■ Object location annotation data
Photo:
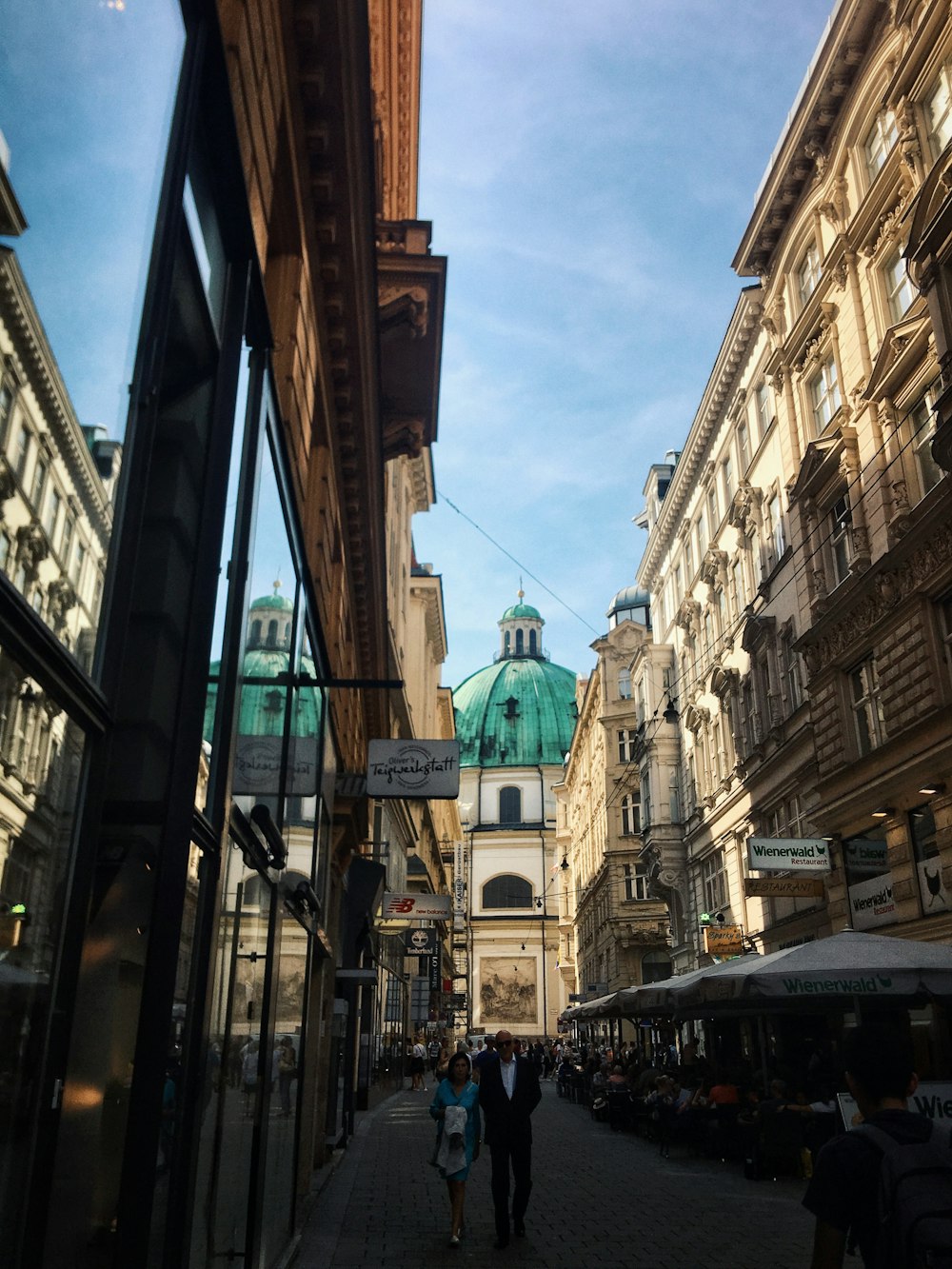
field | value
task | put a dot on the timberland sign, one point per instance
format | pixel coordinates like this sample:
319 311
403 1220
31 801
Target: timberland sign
413 768
788 854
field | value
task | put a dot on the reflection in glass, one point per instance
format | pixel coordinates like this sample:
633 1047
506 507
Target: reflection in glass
42 754
87 94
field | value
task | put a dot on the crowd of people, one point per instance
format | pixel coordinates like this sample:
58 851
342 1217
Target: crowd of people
772 1123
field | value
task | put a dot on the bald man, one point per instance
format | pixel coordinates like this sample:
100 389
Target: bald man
509 1093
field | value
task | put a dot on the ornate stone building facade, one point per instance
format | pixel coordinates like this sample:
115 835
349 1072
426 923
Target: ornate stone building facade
799 557
613 932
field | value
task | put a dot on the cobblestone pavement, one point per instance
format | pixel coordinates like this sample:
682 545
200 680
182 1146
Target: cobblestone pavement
600 1199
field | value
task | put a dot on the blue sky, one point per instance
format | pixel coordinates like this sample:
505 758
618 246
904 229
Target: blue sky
589 171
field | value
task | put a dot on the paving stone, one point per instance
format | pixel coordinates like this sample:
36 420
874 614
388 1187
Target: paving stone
598 1197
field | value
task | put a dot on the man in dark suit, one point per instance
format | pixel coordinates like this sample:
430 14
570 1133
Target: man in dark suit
509 1093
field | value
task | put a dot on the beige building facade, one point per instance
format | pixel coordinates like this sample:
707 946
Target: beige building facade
613 932
799 559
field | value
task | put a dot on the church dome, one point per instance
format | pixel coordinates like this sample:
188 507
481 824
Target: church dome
630 605
520 711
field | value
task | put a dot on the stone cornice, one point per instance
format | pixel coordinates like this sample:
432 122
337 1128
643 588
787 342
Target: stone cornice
802 153
40 369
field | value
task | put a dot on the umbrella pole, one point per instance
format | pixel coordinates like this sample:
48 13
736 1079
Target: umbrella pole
762 1041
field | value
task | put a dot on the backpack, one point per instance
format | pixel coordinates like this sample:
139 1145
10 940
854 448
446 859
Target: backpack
916 1200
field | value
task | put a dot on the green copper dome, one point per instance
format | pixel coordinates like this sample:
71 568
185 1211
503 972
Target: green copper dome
521 709
522 610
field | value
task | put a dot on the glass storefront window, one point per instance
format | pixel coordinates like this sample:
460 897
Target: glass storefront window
868 880
42 749
928 865
87 95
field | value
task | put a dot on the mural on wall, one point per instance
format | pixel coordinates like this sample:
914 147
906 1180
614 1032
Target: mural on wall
508 993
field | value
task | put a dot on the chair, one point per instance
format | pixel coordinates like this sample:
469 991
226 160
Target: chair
779 1146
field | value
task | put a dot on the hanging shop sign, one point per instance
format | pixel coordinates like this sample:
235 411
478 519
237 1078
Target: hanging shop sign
783 887
724 941
421 942
432 907
788 854
413 768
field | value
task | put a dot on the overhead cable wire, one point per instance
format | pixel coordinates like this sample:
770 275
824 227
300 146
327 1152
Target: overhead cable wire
510 556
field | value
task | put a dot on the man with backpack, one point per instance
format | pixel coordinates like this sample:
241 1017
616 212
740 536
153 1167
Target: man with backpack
886 1185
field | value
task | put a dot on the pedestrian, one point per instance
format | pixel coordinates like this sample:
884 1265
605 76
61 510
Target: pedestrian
433 1055
288 1070
486 1055
509 1092
843 1192
249 1074
456 1108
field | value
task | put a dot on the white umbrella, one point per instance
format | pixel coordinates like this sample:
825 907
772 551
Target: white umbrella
844 967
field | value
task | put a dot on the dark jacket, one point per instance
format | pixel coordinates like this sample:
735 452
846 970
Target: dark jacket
506 1117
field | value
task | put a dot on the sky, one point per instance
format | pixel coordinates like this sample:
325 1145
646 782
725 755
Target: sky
589 171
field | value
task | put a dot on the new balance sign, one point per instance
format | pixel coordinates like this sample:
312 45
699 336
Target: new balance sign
788 854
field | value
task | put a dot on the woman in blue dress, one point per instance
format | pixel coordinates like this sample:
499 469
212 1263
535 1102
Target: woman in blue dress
459 1090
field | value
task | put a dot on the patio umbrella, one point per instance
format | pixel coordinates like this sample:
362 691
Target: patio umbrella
844 967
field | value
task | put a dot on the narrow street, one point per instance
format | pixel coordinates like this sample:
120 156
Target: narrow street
600 1199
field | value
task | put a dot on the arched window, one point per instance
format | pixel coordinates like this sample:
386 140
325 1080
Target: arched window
655 966
506 891
510 804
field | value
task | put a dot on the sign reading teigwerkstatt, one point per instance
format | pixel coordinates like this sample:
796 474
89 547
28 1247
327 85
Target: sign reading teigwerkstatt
783 887
413 768
724 941
788 854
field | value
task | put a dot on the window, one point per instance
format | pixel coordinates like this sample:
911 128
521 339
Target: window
631 814
932 892
506 891
841 528
36 494
510 804
635 881
21 453
743 446
727 472
901 290
824 395
790 667
939 111
52 513
764 406
879 142
868 723
924 429
6 406
714 873
741 597
777 544
807 273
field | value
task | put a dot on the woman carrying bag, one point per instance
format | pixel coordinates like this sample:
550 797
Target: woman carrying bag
456 1108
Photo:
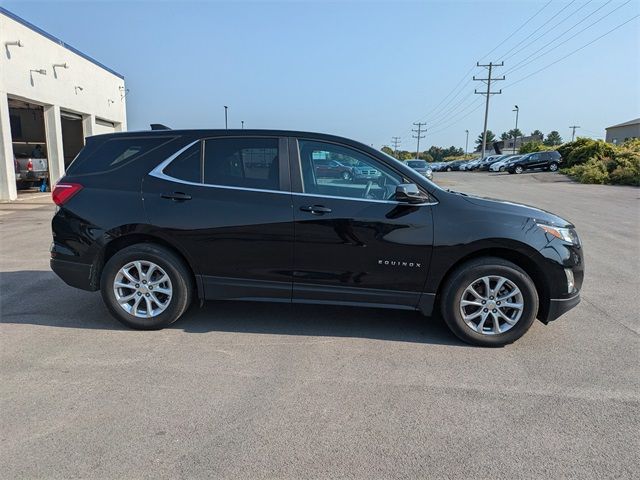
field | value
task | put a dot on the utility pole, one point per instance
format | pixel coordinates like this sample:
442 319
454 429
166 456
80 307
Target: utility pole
418 136
395 141
466 144
488 93
515 135
573 133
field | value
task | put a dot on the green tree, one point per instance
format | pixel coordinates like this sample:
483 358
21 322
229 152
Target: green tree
553 138
490 138
387 150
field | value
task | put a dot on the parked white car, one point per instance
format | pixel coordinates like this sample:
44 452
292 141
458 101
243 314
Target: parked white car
499 166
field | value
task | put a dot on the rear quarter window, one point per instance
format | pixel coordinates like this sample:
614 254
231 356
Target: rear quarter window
113 153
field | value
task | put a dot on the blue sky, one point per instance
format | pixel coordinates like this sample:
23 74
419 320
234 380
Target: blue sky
365 70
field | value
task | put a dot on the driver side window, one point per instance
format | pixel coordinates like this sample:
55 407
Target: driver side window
357 175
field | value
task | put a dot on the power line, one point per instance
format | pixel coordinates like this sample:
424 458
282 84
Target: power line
418 136
573 131
520 65
573 52
395 141
488 94
438 108
504 55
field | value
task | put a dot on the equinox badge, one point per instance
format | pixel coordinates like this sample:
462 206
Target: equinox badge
399 263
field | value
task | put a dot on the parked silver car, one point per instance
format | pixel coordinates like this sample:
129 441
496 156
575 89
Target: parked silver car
421 167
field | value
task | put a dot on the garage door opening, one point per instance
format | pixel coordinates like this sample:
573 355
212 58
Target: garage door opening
29 145
72 136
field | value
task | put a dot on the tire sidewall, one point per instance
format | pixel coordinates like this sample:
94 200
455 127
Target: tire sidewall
450 306
170 263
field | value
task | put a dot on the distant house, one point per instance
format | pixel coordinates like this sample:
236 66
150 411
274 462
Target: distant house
623 131
509 147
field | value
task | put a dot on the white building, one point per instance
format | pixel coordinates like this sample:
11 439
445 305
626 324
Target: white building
51 95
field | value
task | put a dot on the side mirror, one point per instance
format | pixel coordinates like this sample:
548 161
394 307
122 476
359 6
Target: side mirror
409 192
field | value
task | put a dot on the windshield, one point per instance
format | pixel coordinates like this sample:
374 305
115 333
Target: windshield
417 163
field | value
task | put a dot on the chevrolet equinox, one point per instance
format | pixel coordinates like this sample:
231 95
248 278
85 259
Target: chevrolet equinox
155 219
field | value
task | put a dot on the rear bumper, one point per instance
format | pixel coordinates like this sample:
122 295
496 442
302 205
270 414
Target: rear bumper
75 274
560 306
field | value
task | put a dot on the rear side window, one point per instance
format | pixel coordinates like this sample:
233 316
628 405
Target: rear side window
242 162
186 166
114 153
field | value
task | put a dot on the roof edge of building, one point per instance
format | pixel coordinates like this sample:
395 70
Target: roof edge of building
55 39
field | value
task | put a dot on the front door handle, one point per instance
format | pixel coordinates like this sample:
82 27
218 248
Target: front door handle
176 196
316 209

■ EXERCISE DESCRIPTION
Locate every line in the listing above that contains the word "cobblestone", and copy each of those lines.

■ EXERCISE ANSWER
task | put a dot on the cobblestone pavement, one point per instance
Target: cobblestone pavement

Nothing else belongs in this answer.